- Directed by: Perry N. Vekroff
- Written by: Perry N. Vekroff
- Produced by: B. S. Moss
- Starring: Madlaine Traverse George Pearce
- Cinematography: Harold Louis Miller
- Production company: Reliable Feature Film Corp.
- Release date: October 8, 1914;
- Running time: 5 reels
- Country: USA
- Language: Silent (English subtitles)

= Three Weeks (1914 film) =

Three Weeks is a 1914 American silent drama film directed and written by Perry N. Vekroff, adapted from the novel of the same name by Elinor Glyn, and produced by Reliable Feature Film Corp.

== Plot ==
The dethroned King Alexis of Veseria is exiled from his kingdom with his motherless son, an infant prince with three moles on his left arm. King Alexis vows to live forever under a false name in obscurity, with only a couple beautiful dresses that suggest their noble origin.

Twenty-two years pass, and the unworthy King Stefan sits upon the Veserian throne alongside Queen Sonia, the patriotic daughter of a neighboring country. They have no heir to tie their countries together, and Sonia grows worried that her homeland will withdraw support if their emperor learns of his drunken behavior.

Eventually he grows unbearable, and heeding the Prime Minister's advice, Sonia journeys with her maid and bodyguard to Lucerne under an assumed name. They arrive at a hotel where Paul Verdyne forces his acquaintance upon Sonia, and falls in love with her. Initially, she is ambivalent to his advances, but she grows fond of him and realizes that she is falling in love with him. Before she leaves for Veseria, her maid, Anna, faints from the heat and is brought to Paul's apartment where she encounters the dresses that she embroidered twenty-two years prior. She forces him to bare his arm and confirms that he is the exiled prince.

++++++

_Stated task:_
For each statement below, say yes or no depending on whether the Three Weeks article above agrees with it, and quote the words from the article that settle it. (a) The film runs five reels. (b) Sonia travels to Lucerne alone. (c) The infant prince has three moles on his right arm.

++++++

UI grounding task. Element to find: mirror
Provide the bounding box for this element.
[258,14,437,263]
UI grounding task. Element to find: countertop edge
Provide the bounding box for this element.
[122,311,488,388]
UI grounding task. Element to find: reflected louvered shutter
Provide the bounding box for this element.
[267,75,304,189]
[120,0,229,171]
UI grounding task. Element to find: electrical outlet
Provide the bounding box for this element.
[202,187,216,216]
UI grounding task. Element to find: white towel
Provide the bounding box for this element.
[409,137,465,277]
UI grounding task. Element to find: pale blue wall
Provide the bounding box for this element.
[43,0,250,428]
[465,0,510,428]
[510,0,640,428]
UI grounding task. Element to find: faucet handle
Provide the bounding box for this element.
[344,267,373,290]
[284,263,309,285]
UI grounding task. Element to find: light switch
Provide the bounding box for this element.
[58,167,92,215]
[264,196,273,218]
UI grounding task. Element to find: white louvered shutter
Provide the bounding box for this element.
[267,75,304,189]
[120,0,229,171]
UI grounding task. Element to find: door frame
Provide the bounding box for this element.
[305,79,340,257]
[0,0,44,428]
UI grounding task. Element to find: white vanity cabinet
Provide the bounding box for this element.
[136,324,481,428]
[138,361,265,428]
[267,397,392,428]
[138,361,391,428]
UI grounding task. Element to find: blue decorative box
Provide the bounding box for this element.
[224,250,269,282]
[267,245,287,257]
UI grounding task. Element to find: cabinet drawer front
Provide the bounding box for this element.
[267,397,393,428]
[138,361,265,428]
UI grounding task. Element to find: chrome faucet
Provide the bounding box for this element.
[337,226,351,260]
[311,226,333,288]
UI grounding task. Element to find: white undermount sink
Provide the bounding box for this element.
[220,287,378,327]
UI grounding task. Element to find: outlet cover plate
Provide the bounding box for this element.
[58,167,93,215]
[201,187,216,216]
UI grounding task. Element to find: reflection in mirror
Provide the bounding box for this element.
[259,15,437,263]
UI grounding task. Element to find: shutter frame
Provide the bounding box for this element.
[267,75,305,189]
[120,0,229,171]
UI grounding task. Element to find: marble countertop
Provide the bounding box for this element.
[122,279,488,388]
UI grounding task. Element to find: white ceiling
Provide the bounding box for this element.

++++++

_Response:_
(a) Yes: "Running time: 5 reels"
(b) No: "Sonia journeys with her maid and bodyguard to Lucerne"
(c) No: "an infant prince with three moles on his left arm"